** Begin **

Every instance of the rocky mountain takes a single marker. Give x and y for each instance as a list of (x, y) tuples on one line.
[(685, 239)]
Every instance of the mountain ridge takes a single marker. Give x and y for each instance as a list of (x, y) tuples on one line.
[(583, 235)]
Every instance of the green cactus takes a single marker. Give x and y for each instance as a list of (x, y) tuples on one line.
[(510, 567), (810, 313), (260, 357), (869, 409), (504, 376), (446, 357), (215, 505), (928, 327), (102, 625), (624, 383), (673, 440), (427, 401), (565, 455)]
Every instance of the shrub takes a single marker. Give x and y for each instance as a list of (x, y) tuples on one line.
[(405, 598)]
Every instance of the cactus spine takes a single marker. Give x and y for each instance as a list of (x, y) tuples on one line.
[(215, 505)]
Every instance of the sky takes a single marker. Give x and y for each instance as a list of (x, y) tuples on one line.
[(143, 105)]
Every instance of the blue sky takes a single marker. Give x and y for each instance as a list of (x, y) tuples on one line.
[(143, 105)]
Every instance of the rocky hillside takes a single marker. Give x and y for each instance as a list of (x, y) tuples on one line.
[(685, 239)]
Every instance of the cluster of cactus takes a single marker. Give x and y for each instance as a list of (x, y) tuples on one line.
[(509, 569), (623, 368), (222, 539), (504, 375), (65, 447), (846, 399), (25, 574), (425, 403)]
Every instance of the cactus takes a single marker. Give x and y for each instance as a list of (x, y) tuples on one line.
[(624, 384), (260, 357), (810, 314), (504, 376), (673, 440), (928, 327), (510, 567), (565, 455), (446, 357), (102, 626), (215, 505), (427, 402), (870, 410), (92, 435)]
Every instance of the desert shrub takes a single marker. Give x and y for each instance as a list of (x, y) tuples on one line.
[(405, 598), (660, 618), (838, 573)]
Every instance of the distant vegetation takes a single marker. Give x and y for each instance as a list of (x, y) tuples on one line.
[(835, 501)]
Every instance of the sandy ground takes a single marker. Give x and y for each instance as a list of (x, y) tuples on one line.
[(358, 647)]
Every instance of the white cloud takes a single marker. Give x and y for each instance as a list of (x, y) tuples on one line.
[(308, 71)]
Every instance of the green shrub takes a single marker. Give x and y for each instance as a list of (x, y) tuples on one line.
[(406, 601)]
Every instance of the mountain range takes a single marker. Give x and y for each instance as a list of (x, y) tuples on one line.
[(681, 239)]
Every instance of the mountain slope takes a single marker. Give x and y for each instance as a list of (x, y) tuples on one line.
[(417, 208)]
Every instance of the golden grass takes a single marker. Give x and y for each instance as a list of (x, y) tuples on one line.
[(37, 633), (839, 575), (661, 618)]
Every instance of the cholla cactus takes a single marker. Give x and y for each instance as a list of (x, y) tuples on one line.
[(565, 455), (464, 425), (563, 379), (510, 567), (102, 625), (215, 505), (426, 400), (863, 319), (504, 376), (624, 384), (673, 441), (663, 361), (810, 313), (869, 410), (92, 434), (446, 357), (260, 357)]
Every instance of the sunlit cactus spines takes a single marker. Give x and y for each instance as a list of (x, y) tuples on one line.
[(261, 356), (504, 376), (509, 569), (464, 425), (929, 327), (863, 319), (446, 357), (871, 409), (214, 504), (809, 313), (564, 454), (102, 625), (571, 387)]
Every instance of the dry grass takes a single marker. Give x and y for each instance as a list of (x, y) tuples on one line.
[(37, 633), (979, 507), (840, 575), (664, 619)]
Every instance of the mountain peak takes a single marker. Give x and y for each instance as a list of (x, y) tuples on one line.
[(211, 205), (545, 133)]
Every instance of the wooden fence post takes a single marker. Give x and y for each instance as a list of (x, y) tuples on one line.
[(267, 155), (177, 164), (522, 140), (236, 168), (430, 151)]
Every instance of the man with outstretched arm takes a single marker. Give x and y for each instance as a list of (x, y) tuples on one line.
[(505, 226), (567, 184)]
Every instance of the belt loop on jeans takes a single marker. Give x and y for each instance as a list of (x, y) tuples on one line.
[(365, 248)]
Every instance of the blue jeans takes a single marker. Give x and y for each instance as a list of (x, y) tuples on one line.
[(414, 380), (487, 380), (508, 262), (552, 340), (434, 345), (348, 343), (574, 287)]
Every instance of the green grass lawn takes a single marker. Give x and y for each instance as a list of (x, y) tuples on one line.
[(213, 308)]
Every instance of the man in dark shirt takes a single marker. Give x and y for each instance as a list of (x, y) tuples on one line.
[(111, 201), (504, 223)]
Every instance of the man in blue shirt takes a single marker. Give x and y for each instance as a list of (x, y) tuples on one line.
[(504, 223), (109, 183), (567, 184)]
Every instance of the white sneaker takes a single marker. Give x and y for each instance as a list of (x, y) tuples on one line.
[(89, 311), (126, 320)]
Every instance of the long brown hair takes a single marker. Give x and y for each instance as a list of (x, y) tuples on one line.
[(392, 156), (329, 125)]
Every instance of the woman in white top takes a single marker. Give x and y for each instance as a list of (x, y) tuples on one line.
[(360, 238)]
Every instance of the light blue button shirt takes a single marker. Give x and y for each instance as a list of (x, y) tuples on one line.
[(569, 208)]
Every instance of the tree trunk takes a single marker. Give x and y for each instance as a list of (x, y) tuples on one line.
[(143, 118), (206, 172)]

** End **

■ SET EXERCISE ■
Copy the rows word for word, starting at the line that contains "Every instance of the long" and ending with the final row.

■ THE REPLY ■
Every instance of the long brown hair takes a single marker. Give x and y for each instance as a list of (x, y) tuples on one line.
[(392, 156), (329, 125)]
Every instance of the woman in white top takes a single marker. Give x and y for each instance as a list of (x, y) tuples on one line.
[(360, 238)]
Every instance of the light blue button shirt takes a single marker. Give x and y for each instance as a list of (x, y) tuples on one line.
[(569, 208)]
Every instance of the tree trunk takes a single marker. Give x and y for each instance as a list of (x, y) tuples on one line.
[(143, 118), (206, 172)]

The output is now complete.